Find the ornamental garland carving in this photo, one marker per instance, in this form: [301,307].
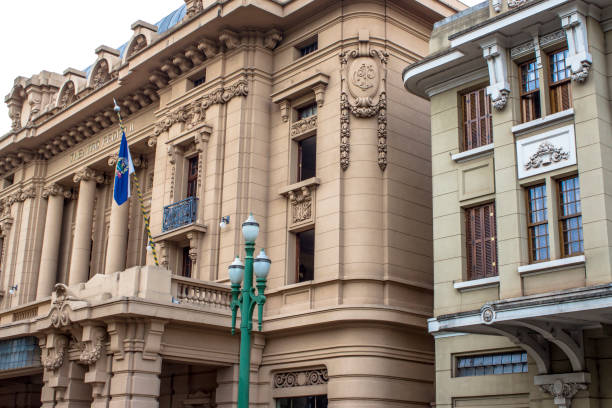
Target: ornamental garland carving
[301,378]
[546,154]
[55,356]
[195,112]
[363,94]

• **Goal of the exercise**
Quote the listing above line for line, omitting the picture.

• **Expected answer**
Find the ornamental garland carving in this photo, one marker per instance, in this form: [301,307].
Target: ornamental garland carving
[301,378]
[546,154]
[55,356]
[195,112]
[363,94]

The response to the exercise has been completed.